Start of Extract to read

Subpart C - Combined Licenses
Subpart C of Part 52 sets forth requirements for COLs, which Section 161h of the AEA makes available. Section 161(h) says that the Commission may combine in a single license activities licensed separately; Part 52 does so for CPs and OLs. It thus requires that the design information normally not submitted until construction is complete be submitted before construction begins. Once submitted and approved, this design information does not have to be reconsidered when construction is nearing completion. Ideally, the applicant for this COL would incorporate by reference both an ESP and a certified design and thus have to submit only a fraction of the information submitted for a CP and OL under Part 50.
Section 52.73(b). This section requires applicants for a COL who reference standard DCs, SDAs, or MLs to acquire or complete, and make available for audit, detailed design-related information normally contained in procurement, construction, and installation specifications. This information must be retained until the Commission makes its safety determination.
Sections 52.75, 52.77, 52.79, and 52.80. These sections set forth requirements for content of applications for COLs.
Section 52.75. This section requires COL applicants to submit the information required by 10 CFR 50.30 according to the criteria listed in 10 CFR 52.3.
Section 52.77. This section requires COL applicants to submit the information required by 10 CFR 50.33.

End of Extract to read
Start of Listed entries

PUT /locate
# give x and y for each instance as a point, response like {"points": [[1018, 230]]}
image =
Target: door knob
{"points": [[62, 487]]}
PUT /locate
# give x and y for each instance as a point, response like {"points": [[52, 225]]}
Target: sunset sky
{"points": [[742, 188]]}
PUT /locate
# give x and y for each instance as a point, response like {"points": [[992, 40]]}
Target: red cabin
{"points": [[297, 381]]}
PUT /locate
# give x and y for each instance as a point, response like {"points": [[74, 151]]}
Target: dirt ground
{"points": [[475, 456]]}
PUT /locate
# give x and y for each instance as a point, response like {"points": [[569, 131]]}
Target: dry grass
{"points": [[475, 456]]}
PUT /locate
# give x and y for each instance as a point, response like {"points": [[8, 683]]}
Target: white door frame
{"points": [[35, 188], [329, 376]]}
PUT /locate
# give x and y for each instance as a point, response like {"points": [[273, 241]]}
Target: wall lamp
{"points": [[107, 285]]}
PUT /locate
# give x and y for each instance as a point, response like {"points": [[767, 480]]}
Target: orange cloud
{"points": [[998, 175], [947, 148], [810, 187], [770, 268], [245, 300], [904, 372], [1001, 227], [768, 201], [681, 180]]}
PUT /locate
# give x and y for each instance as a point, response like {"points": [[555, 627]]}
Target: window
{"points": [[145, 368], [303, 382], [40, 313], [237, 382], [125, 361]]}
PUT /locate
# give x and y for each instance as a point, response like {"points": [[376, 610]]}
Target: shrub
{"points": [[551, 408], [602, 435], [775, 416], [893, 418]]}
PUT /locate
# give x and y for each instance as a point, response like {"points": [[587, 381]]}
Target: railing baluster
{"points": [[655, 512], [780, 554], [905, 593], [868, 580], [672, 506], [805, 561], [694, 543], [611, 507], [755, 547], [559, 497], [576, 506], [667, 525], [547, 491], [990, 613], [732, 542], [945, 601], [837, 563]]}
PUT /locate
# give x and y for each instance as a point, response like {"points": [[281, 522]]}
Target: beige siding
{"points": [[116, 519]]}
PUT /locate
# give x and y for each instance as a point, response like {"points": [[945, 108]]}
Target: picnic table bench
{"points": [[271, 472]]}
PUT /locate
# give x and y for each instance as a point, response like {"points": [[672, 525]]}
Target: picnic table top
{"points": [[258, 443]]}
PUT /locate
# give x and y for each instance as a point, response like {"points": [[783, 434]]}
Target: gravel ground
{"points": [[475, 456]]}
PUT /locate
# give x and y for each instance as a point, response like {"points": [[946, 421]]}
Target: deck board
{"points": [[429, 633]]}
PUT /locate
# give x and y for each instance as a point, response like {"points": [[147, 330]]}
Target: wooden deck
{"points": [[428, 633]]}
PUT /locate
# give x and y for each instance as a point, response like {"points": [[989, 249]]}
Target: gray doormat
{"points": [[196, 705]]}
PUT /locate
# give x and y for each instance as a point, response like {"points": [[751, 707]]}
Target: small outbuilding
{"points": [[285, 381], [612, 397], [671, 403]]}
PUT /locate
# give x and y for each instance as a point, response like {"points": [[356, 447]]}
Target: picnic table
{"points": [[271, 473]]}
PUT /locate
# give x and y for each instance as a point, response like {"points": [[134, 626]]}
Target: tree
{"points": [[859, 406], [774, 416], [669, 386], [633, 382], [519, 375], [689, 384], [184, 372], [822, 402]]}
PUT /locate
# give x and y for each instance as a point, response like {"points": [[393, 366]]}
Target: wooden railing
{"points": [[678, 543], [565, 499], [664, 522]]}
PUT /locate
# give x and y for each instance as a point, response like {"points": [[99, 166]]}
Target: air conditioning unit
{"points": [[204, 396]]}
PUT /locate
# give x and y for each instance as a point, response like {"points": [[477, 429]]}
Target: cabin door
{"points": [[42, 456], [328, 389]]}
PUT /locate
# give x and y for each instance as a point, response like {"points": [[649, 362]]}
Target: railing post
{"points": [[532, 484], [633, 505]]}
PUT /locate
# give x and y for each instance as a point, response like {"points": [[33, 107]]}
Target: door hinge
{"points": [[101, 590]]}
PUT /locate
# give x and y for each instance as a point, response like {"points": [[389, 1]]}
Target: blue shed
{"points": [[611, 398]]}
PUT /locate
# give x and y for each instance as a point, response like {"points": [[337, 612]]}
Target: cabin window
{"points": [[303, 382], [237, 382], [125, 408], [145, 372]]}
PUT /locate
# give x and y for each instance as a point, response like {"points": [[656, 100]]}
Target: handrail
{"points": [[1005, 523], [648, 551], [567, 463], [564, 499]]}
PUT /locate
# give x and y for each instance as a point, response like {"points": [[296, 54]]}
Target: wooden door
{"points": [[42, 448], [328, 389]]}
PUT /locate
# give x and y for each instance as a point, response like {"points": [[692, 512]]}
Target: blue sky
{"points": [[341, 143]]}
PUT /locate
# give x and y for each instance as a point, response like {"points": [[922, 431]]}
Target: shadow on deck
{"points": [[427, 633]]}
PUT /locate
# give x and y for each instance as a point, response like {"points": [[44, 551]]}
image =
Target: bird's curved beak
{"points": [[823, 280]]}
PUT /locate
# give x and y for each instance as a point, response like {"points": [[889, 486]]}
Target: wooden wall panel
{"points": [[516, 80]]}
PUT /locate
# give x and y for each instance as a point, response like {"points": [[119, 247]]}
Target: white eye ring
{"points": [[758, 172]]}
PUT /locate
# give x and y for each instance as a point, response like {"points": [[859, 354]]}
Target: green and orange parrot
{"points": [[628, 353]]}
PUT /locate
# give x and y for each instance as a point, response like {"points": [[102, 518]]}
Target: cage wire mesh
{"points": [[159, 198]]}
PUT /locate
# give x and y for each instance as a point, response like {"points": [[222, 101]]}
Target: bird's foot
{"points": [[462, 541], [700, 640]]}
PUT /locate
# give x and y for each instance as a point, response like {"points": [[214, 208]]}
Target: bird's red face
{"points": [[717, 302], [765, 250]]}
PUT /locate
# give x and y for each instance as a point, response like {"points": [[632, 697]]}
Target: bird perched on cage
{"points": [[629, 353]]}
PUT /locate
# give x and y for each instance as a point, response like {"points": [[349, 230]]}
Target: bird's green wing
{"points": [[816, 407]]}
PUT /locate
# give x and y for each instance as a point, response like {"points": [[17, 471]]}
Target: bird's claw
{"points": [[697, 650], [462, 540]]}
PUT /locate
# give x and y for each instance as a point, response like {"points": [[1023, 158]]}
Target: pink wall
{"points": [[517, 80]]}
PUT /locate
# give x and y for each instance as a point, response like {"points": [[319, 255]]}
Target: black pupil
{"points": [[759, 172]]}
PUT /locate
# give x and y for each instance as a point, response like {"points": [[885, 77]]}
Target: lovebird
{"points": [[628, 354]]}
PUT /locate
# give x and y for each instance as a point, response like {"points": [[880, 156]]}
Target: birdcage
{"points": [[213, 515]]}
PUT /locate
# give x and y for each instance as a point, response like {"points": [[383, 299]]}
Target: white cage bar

End of Listed entries

**Short exercise**
In the excerpt on combined licenses, until when must the design-related information described under Section 52.73(b) be retained?

**Response to this task**
It must be retained until the Commission makes its safety determination.